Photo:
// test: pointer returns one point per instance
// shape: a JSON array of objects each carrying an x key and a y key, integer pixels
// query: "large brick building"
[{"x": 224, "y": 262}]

######

| How to complete this task |
This exercise requires an exact copy of all the records.

| Exercise response |
Photo:
// test: pointer returns one point per instance
// shape: a JSON array of objects each carrying an x key and a y key, integer pixels
// query: "large brick building"
[{"x": 224, "y": 262}]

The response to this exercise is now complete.